LISTED ENTRIES below:

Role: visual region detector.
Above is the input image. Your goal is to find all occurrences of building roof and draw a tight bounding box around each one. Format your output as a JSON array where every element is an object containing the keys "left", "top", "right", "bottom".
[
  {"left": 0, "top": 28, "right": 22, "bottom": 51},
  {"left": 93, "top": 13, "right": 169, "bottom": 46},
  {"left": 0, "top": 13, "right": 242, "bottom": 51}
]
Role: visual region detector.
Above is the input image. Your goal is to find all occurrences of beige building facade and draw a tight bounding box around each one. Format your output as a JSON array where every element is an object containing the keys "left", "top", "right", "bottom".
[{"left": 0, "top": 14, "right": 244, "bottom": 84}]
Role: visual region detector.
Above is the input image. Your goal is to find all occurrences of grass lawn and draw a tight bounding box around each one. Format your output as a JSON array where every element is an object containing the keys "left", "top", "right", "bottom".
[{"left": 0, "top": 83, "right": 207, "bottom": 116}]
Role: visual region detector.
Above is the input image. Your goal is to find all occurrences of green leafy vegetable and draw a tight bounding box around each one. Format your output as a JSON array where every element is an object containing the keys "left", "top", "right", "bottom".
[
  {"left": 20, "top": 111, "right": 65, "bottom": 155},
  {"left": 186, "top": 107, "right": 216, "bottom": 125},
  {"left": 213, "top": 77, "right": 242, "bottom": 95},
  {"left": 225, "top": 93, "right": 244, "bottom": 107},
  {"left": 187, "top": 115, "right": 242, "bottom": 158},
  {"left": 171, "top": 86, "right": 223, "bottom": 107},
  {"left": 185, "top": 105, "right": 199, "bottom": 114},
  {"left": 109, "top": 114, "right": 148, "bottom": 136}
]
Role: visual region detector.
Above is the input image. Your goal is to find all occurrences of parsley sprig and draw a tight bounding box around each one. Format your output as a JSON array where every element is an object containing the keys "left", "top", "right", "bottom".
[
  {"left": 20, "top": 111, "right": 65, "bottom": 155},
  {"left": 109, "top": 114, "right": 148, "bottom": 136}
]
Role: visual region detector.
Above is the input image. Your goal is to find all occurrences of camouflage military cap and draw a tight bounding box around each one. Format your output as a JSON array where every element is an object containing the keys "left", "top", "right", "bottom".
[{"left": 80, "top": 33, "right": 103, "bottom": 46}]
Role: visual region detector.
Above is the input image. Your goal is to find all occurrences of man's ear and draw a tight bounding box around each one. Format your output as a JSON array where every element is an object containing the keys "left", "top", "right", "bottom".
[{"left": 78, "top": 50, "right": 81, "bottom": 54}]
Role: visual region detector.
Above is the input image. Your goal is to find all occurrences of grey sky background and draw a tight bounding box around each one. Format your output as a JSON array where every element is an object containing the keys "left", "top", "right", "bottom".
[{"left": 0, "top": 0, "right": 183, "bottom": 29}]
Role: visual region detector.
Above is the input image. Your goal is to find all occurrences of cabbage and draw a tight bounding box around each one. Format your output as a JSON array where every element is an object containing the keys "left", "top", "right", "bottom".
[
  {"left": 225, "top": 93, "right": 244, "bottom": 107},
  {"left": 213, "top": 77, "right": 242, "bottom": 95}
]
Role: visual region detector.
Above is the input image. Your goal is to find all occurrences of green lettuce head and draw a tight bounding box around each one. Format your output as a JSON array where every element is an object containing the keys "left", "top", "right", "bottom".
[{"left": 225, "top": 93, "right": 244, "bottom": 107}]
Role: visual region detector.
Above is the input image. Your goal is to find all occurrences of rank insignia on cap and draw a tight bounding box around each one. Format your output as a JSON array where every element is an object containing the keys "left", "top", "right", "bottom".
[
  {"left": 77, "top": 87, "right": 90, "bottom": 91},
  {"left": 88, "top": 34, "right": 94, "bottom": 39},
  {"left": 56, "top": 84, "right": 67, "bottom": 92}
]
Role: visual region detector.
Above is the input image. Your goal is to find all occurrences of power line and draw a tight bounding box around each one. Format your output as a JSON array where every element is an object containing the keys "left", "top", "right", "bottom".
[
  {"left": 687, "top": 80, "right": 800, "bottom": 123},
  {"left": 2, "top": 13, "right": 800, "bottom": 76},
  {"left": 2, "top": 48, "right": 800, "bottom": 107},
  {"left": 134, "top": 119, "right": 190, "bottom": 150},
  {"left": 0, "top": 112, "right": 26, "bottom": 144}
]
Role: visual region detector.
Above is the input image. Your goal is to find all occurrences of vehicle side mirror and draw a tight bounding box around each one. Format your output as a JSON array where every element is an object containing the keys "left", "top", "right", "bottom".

End of LISTED ENTRIES.

- _WORK ITEM_
Copy every record above exactly as it is.

- _RESULT OF THIS TASK_
Role: visual region detector.
Above is the input image. Your goal is to find all occurrences of building roof and draw a tight bounding box around each one. Format your output as a JSON array where every element is an object containing the keys "left", "top", "right", "bottom".
[
  {"left": 0, "top": 28, "right": 22, "bottom": 51},
  {"left": 93, "top": 13, "right": 169, "bottom": 46},
  {"left": 0, "top": 13, "right": 242, "bottom": 51}
]
Role: visual region detector.
Above is the input image. Your goal is to find all occurrences of beige building facade and draw a tight bounding box around each one. Format your output as a JSON array where every element is an object containing the keys "left", "top", "right", "bottom".
[{"left": 0, "top": 14, "right": 244, "bottom": 84}]
Role: visual region detector.
Above is the input image. Your goal is to find all occurrences of grass lawn and draw a tight bounding box around each one. Format your output as a JSON array where every element is an object containing the keys "left", "top", "right", "bottom".
[{"left": 0, "top": 83, "right": 207, "bottom": 116}]
Role: visual region detector.
Above is the input image. Your goal is to find all occurrences of green leafy vegetable and draw a tight bounding box around each one. Format your output as a JSON array where every element is an object containing the keys "left", "top", "right", "bottom".
[
  {"left": 20, "top": 111, "right": 65, "bottom": 155},
  {"left": 186, "top": 107, "right": 216, "bottom": 125},
  {"left": 213, "top": 77, "right": 242, "bottom": 95},
  {"left": 225, "top": 93, "right": 244, "bottom": 107},
  {"left": 187, "top": 115, "right": 242, "bottom": 158},
  {"left": 171, "top": 86, "right": 223, "bottom": 107},
  {"left": 185, "top": 105, "right": 199, "bottom": 114},
  {"left": 109, "top": 114, "right": 148, "bottom": 136}
]
Role: visual region detector.
Above is the input image. Your goal is to find all occurrences of parsley sprig and draw a tight bounding box around each one. Format your output as a JSON array where every element is an object containing the keys "left", "top", "right", "bottom".
[
  {"left": 20, "top": 111, "right": 65, "bottom": 155},
  {"left": 109, "top": 114, "right": 148, "bottom": 136}
]
Role: visual region detector.
Above is the input image. Your goal is to find all occurrences of camouflage military cap and draw a tight bounding box around each one. Format your output as a JSON array where every element is an object containing the keys "left", "top", "right", "bottom".
[{"left": 80, "top": 33, "right": 103, "bottom": 46}]
Role: visual region detector.
Above is the input image. Your goal is to find all occurrences of man's ear and draw a tight bounding box around each one. Format your output as a JSON array where every element is an object containing the keys "left", "top", "right", "bottom".
[{"left": 78, "top": 50, "right": 81, "bottom": 54}]
Role: visual region detector.
Above is the input image. Your goal is to find all occurrences of grey sky background and draw a tight bounding box around each one. Format your output as a JSON array where every element is an object containing the keys "left", "top", "right", "bottom".
[{"left": 0, "top": 0, "right": 183, "bottom": 29}]
Role: visual region detector.
Above is the input image. Your goal is to find all occurrences of cabbage and draw a tight bounding box around each one. Format your output as a JSON array where every element is an object containing the keys "left", "top", "right", "bottom".
[
  {"left": 225, "top": 93, "right": 244, "bottom": 107},
  {"left": 213, "top": 77, "right": 242, "bottom": 95}
]
Role: visual region detector.
Above is the input image. Your goal is to find all occurrences of green lettuce head and draw a tight bounding box around each one. Format your output as a JSON array where every element is an object containing the keys "left", "top", "right", "bottom".
[{"left": 225, "top": 93, "right": 244, "bottom": 107}]
Role: visual region detector.
Above is the input image. Your goal is to find all occurrences of rank insignia on cap and draw a tight bounding box around each one. Format your output as a JSON array where every element is an object containing the keys "left", "top", "right", "bottom".
[
  {"left": 77, "top": 87, "right": 90, "bottom": 91},
  {"left": 88, "top": 34, "right": 94, "bottom": 39},
  {"left": 56, "top": 84, "right": 67, "bottom": 92}
]
Role: visual region detector.
Above is the input image. Your goal is to find all occurrences of power line and draw a tight bounding box around each one. Format your output as a JSON array where every element is an object containing the keys "left", "top", "right", "bottom".
[
  {"left": 687, "top": 80, "right": 800, "bottom": 123},
  {"left": 2, "top": 13, "right": 800, "bottom": 76},
  {"left": 2, "top": 48, "right": 800, "bottom": 107},
  {"left": 134, "top": 119, "right": 190, "bottom": 150},
  {"left": 0, "top": 112, "right": 26, "bottom": 144}
]
Role: visual region detector.
Above is the input image. Your goal is to find all occurrences of vehicle side mirror and draw a tight bounding box around each one. Format your output as a JSON array where every element is an object containing the keys "left", "top", "right", "bottom".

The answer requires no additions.